* BEGIN Input data *

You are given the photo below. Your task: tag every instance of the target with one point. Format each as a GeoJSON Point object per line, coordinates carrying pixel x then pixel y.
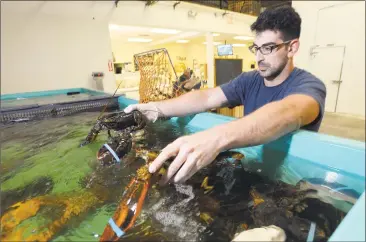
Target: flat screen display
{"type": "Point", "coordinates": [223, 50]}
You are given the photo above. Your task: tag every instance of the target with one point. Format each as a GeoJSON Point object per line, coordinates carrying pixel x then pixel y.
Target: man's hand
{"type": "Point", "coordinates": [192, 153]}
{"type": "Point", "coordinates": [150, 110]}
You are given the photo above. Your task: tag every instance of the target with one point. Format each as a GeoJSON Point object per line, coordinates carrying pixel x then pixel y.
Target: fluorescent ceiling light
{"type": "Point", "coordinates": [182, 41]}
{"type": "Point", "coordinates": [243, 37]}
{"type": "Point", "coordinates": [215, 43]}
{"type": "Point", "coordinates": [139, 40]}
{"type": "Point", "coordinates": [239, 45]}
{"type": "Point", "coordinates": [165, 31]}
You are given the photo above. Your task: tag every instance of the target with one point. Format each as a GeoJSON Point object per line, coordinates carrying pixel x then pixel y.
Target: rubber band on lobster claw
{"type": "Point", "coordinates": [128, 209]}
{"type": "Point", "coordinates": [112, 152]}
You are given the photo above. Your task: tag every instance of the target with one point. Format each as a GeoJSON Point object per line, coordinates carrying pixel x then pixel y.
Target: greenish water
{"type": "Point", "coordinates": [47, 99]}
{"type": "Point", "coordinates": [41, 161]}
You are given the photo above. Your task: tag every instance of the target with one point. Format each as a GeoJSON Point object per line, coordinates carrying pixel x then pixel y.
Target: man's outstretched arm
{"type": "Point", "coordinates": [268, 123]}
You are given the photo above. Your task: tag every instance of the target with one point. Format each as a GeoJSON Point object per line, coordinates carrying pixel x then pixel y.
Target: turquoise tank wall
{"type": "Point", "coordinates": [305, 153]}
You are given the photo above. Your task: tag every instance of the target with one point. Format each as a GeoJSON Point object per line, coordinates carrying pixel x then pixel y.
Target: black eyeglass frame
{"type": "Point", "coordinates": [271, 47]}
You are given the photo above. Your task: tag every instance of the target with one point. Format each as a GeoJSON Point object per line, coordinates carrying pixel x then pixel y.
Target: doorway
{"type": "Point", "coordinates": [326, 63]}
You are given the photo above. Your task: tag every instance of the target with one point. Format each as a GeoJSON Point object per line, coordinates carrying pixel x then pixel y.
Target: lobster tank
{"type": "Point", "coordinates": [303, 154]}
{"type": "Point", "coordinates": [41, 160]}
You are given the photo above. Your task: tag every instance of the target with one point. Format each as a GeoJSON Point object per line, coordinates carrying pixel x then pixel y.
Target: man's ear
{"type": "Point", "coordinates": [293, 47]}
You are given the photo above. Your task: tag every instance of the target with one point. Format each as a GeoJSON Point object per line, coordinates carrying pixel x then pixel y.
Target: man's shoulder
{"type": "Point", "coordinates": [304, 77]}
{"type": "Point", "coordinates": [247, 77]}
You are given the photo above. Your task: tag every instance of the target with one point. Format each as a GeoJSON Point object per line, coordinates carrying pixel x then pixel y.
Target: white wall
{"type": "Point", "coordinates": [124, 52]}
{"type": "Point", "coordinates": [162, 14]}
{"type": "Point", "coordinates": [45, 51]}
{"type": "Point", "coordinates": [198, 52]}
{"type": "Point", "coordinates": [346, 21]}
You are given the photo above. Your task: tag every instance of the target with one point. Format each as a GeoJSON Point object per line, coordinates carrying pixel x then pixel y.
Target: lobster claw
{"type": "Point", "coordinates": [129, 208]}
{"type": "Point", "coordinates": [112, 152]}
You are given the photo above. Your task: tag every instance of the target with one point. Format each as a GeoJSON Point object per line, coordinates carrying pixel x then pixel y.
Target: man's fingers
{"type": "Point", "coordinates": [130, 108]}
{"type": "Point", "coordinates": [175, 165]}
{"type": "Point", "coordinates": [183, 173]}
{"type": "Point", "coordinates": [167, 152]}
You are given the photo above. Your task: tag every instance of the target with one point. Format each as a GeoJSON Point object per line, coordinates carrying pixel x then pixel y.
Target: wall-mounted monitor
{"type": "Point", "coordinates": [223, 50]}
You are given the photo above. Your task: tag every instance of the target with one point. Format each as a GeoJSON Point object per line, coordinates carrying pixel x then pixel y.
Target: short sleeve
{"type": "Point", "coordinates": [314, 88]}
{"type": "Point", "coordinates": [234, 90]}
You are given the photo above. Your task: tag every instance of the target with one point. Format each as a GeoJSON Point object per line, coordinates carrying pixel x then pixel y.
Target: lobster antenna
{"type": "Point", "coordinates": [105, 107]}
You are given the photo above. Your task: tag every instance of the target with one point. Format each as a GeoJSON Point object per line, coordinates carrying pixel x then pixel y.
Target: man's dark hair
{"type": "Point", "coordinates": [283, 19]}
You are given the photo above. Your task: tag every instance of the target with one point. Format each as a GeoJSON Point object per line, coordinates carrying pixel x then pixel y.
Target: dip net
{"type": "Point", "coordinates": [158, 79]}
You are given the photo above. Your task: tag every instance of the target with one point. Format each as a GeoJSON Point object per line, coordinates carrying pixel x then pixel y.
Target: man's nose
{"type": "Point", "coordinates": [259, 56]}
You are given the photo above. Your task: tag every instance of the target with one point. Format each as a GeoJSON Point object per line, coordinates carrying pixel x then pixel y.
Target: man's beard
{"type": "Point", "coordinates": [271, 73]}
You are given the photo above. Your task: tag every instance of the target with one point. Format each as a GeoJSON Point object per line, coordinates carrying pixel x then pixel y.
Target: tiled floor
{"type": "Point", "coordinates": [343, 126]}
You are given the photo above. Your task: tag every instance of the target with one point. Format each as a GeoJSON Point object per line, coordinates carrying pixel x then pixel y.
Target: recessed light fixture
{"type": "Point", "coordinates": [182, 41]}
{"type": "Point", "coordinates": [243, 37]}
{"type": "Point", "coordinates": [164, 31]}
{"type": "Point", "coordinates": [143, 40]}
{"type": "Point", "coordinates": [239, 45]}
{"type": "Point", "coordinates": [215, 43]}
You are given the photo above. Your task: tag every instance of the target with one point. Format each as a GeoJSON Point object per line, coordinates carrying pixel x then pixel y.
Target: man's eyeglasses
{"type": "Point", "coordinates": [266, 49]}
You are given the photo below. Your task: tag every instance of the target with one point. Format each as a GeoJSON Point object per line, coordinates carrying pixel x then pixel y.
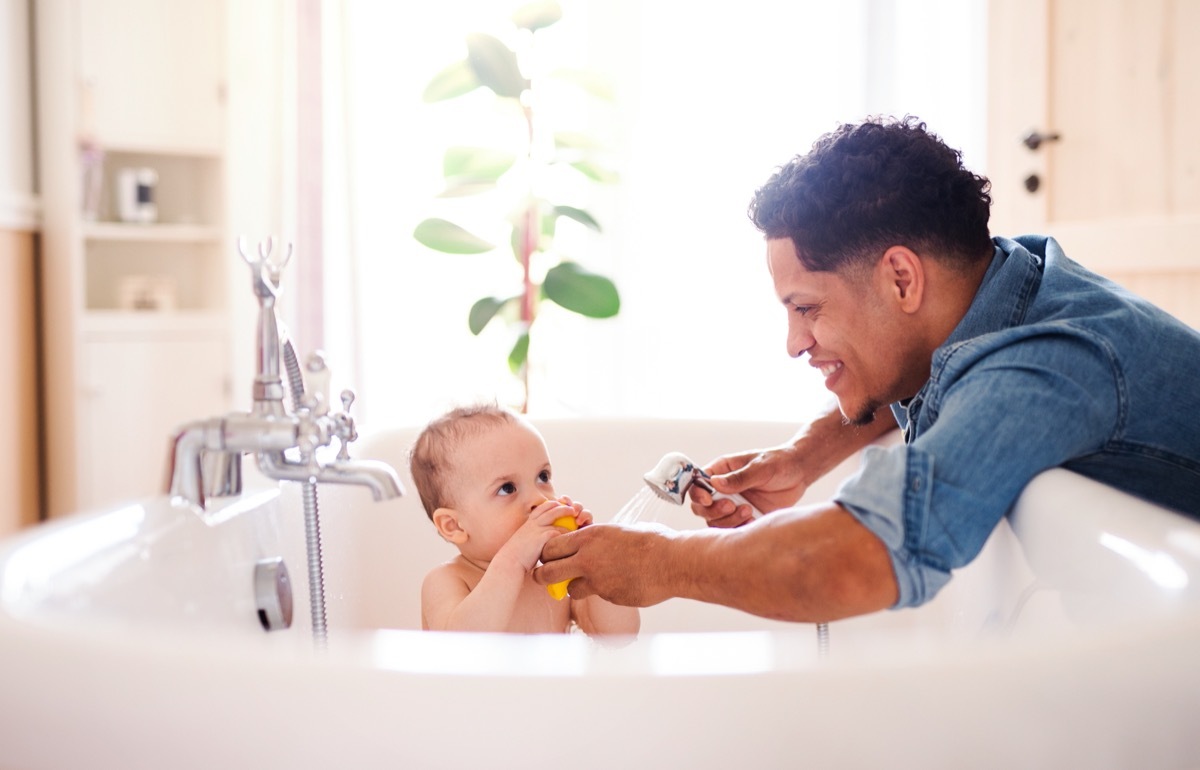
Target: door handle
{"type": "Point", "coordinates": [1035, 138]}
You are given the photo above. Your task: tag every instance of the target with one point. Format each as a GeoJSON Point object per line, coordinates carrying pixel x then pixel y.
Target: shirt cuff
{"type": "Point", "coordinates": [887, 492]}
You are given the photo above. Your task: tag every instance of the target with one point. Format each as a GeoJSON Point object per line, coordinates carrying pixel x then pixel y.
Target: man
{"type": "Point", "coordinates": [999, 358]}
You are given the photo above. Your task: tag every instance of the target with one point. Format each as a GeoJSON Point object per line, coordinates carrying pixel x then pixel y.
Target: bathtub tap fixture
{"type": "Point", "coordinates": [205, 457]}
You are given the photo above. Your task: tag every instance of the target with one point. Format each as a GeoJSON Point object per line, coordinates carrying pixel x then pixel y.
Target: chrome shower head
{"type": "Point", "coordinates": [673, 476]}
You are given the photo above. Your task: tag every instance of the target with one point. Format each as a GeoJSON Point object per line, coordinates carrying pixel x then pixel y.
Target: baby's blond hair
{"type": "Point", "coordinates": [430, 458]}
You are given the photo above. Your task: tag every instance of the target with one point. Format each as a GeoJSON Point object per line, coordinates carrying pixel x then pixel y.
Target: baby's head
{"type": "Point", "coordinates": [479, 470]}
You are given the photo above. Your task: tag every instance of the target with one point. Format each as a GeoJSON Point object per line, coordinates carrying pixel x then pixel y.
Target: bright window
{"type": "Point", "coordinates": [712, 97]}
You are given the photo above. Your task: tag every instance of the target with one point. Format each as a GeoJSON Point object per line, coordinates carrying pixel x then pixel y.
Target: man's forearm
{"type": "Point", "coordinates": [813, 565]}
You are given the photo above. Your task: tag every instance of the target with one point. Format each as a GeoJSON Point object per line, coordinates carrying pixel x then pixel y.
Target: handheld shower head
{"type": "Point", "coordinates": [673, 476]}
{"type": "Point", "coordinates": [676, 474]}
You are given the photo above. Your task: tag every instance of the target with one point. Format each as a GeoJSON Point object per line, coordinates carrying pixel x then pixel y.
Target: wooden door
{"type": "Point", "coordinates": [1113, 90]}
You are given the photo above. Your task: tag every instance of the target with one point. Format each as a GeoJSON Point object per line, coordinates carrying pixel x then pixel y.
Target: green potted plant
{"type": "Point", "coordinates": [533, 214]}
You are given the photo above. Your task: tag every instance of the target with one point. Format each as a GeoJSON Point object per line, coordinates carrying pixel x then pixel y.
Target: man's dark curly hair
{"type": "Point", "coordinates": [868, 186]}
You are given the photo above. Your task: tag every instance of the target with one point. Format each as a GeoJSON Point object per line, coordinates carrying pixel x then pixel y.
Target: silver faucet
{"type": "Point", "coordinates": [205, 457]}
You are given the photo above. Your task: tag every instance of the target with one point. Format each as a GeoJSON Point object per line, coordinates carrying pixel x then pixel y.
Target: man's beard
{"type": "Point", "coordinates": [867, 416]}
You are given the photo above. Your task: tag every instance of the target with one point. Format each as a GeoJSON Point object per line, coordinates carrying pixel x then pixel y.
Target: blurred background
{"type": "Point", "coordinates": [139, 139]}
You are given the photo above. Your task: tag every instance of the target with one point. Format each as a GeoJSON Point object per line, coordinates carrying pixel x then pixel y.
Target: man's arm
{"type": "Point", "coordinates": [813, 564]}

* END Input data *
* BEGIN Input data *

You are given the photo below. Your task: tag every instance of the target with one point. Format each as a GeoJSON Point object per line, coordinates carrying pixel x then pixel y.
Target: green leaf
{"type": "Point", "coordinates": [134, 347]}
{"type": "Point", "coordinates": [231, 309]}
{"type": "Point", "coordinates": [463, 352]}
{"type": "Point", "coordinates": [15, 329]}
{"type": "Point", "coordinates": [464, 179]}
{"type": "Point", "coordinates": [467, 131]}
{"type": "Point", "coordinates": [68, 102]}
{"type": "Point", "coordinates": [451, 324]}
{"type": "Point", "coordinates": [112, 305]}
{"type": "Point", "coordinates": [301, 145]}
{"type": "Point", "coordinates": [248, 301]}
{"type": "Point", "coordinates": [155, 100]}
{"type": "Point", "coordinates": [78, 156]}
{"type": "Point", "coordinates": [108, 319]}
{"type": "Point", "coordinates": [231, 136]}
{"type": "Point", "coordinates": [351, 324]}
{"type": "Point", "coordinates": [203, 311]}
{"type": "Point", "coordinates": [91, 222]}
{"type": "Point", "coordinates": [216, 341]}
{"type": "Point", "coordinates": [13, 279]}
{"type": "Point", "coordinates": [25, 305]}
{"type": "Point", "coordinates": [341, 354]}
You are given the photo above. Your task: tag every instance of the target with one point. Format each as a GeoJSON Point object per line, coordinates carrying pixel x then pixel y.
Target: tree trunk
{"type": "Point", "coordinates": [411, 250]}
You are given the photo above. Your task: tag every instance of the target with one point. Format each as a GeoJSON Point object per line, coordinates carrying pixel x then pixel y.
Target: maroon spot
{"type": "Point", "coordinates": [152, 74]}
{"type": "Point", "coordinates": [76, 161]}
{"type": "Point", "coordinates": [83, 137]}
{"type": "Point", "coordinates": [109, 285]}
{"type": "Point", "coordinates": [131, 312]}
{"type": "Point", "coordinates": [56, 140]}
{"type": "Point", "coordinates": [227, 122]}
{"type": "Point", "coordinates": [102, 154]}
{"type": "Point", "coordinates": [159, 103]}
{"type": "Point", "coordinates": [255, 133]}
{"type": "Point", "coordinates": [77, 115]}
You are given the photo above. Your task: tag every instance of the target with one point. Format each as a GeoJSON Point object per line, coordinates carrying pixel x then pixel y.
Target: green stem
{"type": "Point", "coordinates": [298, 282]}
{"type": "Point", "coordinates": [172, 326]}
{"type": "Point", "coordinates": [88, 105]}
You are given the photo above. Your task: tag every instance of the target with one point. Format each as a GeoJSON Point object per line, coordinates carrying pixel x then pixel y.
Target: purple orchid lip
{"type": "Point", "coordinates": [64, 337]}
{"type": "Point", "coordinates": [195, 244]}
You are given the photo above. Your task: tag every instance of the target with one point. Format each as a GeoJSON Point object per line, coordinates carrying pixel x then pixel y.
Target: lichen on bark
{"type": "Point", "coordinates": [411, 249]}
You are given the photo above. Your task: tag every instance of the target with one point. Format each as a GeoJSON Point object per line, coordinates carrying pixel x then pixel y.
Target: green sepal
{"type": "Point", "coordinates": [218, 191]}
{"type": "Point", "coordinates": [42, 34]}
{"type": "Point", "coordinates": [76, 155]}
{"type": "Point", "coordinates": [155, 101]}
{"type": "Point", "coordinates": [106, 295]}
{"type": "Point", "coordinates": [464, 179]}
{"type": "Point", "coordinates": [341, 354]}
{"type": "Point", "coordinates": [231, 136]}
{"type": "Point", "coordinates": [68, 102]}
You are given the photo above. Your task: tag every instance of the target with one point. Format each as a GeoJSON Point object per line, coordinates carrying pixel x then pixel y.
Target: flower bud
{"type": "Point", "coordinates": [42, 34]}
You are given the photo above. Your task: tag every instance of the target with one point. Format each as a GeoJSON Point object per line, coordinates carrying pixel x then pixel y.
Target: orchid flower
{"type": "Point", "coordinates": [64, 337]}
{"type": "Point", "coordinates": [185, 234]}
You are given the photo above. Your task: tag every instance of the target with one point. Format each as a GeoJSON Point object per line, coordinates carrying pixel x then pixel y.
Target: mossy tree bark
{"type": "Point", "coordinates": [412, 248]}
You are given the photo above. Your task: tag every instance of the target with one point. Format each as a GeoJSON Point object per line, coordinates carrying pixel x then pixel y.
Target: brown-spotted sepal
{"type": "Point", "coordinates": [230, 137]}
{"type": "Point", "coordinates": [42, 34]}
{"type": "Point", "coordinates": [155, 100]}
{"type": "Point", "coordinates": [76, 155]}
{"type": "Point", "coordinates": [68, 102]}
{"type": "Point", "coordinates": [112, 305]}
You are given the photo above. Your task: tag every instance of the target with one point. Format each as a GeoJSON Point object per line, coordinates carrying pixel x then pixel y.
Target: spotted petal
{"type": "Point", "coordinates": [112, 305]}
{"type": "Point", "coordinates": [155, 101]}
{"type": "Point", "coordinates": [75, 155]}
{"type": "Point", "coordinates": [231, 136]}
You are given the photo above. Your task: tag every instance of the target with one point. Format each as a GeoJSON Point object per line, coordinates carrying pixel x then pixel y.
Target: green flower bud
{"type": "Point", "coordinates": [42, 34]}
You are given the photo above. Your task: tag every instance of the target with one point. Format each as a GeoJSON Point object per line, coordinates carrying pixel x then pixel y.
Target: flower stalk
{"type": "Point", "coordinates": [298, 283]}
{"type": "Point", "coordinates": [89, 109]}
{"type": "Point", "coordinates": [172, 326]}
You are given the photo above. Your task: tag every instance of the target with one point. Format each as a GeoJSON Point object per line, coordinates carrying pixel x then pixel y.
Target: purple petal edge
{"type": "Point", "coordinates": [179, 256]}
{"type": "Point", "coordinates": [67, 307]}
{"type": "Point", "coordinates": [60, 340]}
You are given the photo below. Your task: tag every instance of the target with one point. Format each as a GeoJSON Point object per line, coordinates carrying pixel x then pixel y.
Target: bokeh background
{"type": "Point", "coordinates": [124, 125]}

* END Input data *
* BEGIN Input data *

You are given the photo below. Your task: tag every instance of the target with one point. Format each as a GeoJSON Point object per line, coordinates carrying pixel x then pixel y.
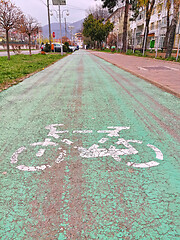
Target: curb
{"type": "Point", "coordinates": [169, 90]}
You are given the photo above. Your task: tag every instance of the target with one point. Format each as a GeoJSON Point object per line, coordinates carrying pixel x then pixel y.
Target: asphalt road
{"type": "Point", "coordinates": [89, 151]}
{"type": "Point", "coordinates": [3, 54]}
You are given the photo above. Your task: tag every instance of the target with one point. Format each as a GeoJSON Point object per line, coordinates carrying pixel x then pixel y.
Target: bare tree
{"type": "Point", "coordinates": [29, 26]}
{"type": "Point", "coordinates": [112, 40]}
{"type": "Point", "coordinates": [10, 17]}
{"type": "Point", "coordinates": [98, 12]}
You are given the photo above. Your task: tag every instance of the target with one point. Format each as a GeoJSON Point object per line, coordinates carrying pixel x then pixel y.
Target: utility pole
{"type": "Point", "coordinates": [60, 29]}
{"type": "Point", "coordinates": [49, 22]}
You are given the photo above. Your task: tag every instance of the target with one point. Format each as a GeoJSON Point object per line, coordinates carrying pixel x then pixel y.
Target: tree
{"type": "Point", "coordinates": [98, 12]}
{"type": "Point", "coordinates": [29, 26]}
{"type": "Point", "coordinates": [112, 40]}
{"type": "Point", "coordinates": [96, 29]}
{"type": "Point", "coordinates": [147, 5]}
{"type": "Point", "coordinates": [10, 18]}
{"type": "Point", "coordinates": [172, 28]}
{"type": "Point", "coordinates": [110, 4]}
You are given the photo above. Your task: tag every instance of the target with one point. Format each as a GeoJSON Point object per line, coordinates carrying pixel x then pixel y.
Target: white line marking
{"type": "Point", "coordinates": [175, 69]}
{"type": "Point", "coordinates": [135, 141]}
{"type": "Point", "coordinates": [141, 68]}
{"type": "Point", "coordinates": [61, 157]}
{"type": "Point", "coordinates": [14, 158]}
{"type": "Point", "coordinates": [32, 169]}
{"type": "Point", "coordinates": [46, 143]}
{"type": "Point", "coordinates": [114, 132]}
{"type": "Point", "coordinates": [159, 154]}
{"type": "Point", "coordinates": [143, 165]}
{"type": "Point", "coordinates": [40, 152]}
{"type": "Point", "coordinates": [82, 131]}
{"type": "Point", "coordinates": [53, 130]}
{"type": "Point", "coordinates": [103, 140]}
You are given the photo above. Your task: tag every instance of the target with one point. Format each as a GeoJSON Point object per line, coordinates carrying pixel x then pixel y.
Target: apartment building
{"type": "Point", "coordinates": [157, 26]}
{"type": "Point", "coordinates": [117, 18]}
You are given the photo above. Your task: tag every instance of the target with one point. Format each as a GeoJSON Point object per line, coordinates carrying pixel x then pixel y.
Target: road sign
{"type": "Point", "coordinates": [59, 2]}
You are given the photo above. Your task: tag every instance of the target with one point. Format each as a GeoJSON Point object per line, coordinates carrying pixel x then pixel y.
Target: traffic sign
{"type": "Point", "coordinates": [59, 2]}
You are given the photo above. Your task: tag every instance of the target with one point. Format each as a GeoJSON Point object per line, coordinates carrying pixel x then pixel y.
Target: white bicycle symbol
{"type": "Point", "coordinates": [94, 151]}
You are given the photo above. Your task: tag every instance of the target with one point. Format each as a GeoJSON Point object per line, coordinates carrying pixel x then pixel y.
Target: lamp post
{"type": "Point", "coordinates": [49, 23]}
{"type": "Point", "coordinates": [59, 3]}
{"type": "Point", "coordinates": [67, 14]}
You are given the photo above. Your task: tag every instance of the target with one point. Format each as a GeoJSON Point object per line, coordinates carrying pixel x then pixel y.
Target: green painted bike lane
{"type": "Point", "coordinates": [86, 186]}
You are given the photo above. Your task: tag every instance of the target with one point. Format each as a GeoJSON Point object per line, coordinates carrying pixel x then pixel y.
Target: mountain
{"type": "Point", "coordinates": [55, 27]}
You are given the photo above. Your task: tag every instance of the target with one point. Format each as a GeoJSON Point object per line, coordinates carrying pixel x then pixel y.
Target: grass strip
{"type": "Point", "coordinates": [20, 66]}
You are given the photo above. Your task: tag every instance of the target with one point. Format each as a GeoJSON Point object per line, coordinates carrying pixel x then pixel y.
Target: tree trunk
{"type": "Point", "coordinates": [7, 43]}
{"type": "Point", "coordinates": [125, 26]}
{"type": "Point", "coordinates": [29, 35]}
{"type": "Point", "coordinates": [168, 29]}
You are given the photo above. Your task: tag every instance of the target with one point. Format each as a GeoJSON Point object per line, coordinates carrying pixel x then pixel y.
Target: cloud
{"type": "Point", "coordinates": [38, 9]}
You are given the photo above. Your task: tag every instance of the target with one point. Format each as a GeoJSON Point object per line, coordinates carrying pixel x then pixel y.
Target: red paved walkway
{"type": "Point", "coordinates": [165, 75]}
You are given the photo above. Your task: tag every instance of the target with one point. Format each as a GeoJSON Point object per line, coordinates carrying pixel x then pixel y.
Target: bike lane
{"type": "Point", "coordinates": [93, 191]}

* END Input data *

**Work instructions**:
List every line in the rows above that contains the word "claw", copying each one in full.

**Full solution**:
Target: rubber band on lobster claw
Target: lobster claw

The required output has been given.